• **TEXT**:
========
[LLVMdev] Parametric polymorphism

Jon Harrop jon at ffconsultancy.com
Wed Feb 18 06:53:13 PST 2009


On Tuesday 17 February 2009 17:26:13 DeLesley SpamBox wrote:
> I'm a newcomer to llvm, but what you've done so far is very impressive.
> Llvm is a godsend to anybody who is attempting to implement their own
> their own language.  :-)  My company is considering using llvm as the
> backend for a small matlab-like language for scientific computation;

Very interesting. My company is prototyping a high-level VM built upon LLVM 
that is also designed for scientific computing.

> our other option is MSIL.

We decided not to target MSIL because it will be impossible to compete with 
Microsoft's F#. Building upon LLVM offers *much* better performance and 
platform independence. If the start of this year has been anything to go by, 
LLVM also has much better commercial potential and I believe we could be 
earning more revenue from it than from .NET in 12 months time.

> After reading through the documentation, I noticed that llvm seems to
> have one major limitation -- the lack of parametric polymorphism.  I would
> like to compile code such as the following:
>
> max <T extends Comparable>(T a, T b) {
>   if (a > b) return a; else return b;
> }
>
> There are, of course, various ways to implement the above code.  I could
> compile the above function to a fully generic version with boxed arguments,
> but that is very slow for scalar types.  I could also take the C++ template
> route, and generate different IR code for every type instantiation. 
> However, I have spent way too much time fighting with templates and code
> bloat to like that idea.

I am using the latter approach and it is easy to implement and works well so 
far, although our test base in tiny so bloat is not a problem.

> I believe that type instantiation should ideally be handled by llvm, rather
> than the high-level language.  First of all, there are a lot of
> optimization passes
> that are type-invariant; it would be nice to be able to partially
> optimize the code
> before instantiation.  Second, type substitution is very similar to many of
> the other optimizations that llvm already does, such as inlining, constant
> propagation, and so on.  And third, I am planning to use llvm in JIT mode,
> and it just makes more sense (to me)  to instantiate such functions on
> demand, at run-time.

Excellent idea.

> Are there any plans to add such capability to llvm?

I do not believe so.

> How difficult would it be to add such a capability to llvm?  I was thinking
> of marking type variables like T as opaque types for the initial codegen,
> and then writing a custom pass that instantiates them to real types. 
> However, I don't know if that would confuse or break other parts of the
> compiler infrastructure; parametric polymorphism is not necessarily a
> trivial modification.

What complications do you forsee?

> My personal background is in type theory; I received my doctorate from the
> functional programming group at the University of Edinburgh.  I love the
> fact that llvm uses a typed assembly language, but the actual type system
> that is currently used is pretty limited; it seems to be mostly a copy of
> C.

Yes. LLVM has augmented the functionality required for C with some low-level 
but critical features like tail call elimination but it does not implement 
any of the higher-level features you may have expected. After all, it is the 
LLvm. ;-)

LLVM is ideal for building HLVMs and CLRs though.

> I know that compatibility with C is very important to llvm for obvious
> reasons, but IMHO, the single biggest problem in making different languages
> talk to one another is the type system.  I'm not a fan of Microsoft's
> common type system because it's far too OOP-centric, but the basic idea is
> a good one.
========
• **WRITTEN INSTRUCTION 1**:
Answer these questions from the post:
(a) What is the reply's writer's company prototyping?
(b) Of the two implementation approaches the newcomer describes, which one does the reply say it is using?
(c) Where did the newcomer receive a doctorate?
========
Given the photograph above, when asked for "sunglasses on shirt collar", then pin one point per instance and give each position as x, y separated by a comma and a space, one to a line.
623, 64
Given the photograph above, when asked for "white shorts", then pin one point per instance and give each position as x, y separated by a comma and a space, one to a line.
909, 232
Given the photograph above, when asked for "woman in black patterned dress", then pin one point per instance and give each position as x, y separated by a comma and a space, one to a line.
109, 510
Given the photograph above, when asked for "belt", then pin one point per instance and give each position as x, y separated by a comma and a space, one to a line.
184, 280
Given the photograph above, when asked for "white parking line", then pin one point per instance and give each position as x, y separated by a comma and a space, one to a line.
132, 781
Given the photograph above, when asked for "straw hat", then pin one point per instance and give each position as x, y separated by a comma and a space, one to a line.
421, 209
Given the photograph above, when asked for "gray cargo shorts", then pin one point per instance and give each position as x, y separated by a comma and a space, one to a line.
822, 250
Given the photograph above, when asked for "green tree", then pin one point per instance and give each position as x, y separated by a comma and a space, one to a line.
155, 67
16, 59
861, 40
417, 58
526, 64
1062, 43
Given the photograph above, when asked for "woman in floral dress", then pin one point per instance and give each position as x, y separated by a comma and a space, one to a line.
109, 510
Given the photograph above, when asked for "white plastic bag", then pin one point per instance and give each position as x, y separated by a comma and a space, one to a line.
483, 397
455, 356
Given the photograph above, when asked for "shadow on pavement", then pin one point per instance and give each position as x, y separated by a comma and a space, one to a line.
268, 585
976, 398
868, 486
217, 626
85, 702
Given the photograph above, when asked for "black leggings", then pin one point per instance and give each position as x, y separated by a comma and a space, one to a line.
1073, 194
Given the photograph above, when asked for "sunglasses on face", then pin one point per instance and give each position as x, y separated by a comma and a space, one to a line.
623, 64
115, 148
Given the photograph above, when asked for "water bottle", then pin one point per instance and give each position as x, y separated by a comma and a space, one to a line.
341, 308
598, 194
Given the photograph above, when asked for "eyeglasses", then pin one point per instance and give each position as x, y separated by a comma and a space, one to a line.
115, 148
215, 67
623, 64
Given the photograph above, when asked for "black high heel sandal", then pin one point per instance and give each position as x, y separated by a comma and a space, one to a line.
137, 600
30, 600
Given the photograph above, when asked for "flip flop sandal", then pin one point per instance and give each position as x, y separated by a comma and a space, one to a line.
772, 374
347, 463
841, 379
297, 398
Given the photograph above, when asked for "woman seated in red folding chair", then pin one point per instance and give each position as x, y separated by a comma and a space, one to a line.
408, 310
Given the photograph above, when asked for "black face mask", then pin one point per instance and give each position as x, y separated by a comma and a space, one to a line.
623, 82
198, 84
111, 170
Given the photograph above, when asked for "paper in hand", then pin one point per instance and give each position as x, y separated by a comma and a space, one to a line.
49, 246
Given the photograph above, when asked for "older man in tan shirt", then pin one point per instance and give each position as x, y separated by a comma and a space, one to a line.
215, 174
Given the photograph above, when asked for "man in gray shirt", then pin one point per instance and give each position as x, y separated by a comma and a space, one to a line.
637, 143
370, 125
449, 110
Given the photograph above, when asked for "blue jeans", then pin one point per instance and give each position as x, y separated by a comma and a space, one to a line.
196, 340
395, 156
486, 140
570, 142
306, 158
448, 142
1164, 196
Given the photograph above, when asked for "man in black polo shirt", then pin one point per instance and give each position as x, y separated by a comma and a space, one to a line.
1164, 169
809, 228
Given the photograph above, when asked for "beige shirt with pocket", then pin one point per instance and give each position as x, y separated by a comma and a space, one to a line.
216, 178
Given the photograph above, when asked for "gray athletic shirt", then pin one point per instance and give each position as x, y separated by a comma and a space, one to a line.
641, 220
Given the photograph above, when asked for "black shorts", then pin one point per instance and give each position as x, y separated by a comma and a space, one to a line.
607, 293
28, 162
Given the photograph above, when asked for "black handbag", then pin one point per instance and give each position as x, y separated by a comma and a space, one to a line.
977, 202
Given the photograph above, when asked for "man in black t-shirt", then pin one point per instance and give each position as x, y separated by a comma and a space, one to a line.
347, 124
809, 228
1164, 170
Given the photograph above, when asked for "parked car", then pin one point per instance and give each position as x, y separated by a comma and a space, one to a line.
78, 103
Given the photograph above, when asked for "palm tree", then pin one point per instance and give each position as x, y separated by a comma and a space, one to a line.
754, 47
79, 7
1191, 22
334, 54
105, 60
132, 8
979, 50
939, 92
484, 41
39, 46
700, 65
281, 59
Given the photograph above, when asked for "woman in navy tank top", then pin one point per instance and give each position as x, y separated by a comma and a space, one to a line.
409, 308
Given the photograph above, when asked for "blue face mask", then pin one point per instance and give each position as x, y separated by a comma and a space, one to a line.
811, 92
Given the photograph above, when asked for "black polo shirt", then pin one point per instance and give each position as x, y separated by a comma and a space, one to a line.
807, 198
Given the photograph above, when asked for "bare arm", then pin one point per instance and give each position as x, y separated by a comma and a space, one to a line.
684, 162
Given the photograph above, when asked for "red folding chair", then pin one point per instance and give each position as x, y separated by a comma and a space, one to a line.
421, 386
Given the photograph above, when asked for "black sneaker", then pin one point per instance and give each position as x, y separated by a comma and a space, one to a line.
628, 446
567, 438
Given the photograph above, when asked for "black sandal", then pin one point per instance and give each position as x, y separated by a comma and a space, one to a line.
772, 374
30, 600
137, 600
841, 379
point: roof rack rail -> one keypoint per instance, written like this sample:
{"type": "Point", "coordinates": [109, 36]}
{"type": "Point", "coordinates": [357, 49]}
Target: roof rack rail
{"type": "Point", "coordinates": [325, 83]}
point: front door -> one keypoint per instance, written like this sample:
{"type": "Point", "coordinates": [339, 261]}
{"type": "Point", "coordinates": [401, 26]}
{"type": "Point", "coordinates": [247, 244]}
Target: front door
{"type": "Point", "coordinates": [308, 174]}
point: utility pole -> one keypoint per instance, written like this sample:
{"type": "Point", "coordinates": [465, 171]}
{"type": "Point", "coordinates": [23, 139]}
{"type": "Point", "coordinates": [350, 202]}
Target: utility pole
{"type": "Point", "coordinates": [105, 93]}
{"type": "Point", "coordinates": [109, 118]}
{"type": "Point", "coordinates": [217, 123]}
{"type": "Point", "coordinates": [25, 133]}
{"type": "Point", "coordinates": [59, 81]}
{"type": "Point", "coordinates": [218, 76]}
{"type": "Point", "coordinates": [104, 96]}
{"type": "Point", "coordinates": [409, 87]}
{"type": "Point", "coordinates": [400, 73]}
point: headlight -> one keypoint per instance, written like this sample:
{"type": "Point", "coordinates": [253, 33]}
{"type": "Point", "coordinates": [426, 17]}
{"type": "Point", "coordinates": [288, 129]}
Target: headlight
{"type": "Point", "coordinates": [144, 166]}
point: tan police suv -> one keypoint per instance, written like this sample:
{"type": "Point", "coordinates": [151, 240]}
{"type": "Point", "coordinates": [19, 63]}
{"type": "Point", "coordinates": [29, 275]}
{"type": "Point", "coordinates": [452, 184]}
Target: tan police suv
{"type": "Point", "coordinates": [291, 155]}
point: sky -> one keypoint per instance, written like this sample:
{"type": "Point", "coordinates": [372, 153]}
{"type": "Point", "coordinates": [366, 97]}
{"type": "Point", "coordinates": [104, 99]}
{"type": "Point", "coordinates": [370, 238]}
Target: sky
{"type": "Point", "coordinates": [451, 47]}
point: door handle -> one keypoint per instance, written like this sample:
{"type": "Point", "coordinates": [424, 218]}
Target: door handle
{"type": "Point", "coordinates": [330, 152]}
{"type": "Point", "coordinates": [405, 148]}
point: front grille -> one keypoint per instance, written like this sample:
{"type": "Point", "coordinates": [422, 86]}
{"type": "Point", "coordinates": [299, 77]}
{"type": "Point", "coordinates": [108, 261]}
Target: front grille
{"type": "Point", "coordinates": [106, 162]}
========
• **WRITTEN INSTRUCTION 2**: Return every line of the records that contains the string "utility".

• **CORRECT RESPONSE 1**:
(a) A high-level VM built on LLVM that is designed for scientific computing.
(b) The C++ template route, which generates different IR code for every type instantiation.
(c) From the functional programming group at the University of Edinburgh.

• **CORRECT RESPONSE 2**:
point: utility pole -> one keypoint per instance, written like this sample:
Target: utility pole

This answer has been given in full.